_TASK DETAILS:_
Return each record word for word, keeping none of its pictures.

_MATERIAL PROVIDED:_
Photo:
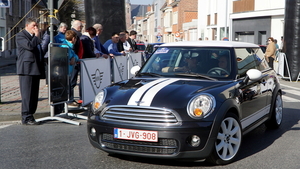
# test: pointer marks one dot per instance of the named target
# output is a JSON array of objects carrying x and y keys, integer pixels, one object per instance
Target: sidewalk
[{"x": 10, "y": 99}]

_EXERCISE SOLUTION:_
Photo:
# test: pointer marks one dot per instance of the named target
# output is a JSON array of objects carrying x and y keys, integer pixels, one object per instance
Target: sidewalk
[{"x": 10, "y": 99}]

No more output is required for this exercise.